> **Work instructions**
Output exactly the lines from the line with "Locate each instance of the curved" through the end of the records below. Include nothing else.
(Beginning of Input data)
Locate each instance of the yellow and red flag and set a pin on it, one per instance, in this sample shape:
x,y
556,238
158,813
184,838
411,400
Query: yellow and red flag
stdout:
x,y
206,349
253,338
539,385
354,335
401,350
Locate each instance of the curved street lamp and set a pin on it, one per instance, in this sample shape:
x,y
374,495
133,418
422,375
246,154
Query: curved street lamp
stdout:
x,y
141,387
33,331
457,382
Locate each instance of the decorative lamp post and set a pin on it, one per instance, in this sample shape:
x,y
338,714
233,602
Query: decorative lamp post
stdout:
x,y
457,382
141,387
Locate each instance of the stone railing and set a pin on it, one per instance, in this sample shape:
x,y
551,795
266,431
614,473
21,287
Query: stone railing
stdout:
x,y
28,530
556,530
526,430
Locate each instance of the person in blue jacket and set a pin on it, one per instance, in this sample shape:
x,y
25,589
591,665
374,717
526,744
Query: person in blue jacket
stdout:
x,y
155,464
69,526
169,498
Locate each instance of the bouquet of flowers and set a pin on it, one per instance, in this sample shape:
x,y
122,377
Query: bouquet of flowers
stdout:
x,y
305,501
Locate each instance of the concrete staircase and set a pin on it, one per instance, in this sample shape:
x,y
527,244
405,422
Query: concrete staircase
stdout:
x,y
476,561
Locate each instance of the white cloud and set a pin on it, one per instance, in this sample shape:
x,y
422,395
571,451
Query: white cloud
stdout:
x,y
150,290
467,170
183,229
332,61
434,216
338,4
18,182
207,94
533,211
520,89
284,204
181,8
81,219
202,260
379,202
(End of Input data)
> **Task response**
Locate each instance of the curved street lamp and set a pin on it, one per instance, in this sample shape:
x,y
374,495
133,418
422,375
246,154
Query: curved street lamp
stdout:
x,y
141,387
33,331
457,382
Locate each instance of the decorative lamp post and set a pin on it, one per instance, in this sample shape:
x,y
338,714
233,602
Query: decorative lamp post
stdout:
x,y
457,382
141,387
Locate each instance of the stone railing and set a pin on it, one per instance, in this sample shape:
x,y
551,795
266,431
614,473
21,287
Query: stone railing
stdout:
x,y
28,530
556,530
526,430
Locate each instance of the person in blue jacket and set a pin on it, one per instance, in this sample shape:
x,y
25,589
591,665
374,717
526,744
Query: person in blue jacket
stdout:
x,y
155,464
69,526
169,498
Locate each instance of the bouquet of flowers and set a pin on it, one per instance, in this sample shape:
x,y
122,377
Query: bouquet of flowers
stdout:
x,y
305,501
Locate each instance of the concrete staircase and set a pin on it, one per instance, in this sample shape:
x,y
527,244
405,422
Query: concrete staircase
stdout:
x,y
476,561
Locate each instance of the white cloud and set a pin on it, one per instance, in this sample shape:
x,y
422,395
571,451
Query: white cloud
stdout:
x,y
150,290
467,170
183,229
332,61
434,216
338,4
18,182
207,94
533,211
520,89
284,204
181,8
81,219
202,260
379,202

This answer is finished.